* _YOUR TASK_
Write the listing out again exactly as it stands, with no images.

==========

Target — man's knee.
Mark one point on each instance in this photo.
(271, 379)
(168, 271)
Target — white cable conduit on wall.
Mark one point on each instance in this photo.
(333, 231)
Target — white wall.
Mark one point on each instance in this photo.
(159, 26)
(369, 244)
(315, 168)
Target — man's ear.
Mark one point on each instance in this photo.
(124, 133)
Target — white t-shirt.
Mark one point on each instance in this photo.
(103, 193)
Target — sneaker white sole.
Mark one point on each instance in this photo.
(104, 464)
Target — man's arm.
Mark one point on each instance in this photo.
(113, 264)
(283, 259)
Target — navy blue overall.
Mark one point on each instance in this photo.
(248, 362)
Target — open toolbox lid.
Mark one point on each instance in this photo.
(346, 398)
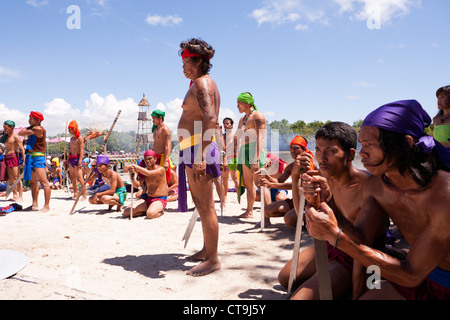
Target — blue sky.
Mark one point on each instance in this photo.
(301, 59)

==========

* _THE ANSWER_
Target — man's knee.
Mark one point on each instance in this photo.
(271, 379)
(168, 271)
Target — white cable conduit on wall.
Mark one point on each instance in this photo.
(333, 231)
Target — white wall.
Mark one point on each instance in this photo.
(159, 26)
(369, 244)
(315, 168)
Target — man's ear.
Mark one point on each instance in this photo.
(124, 133)
Target — white t-shirt.
Mark one point on each instance in this photo.
(103, 193)
Target — sneaker white sole.
Mark one point on each instance in this photo.
(104, 464)
Target — man's arm.
Mark one point on each instance in this photo.
(113, 264)
(283, 259)
Target — navy blue overall.
Mark one point on each instance in this photo.
(248, 362)
Target — open toolbox lid.
Mark one point on each instance in this photo.
(346, 398)
Target — blue sky.
Mark one point on each instance in this photo.
(301, 59)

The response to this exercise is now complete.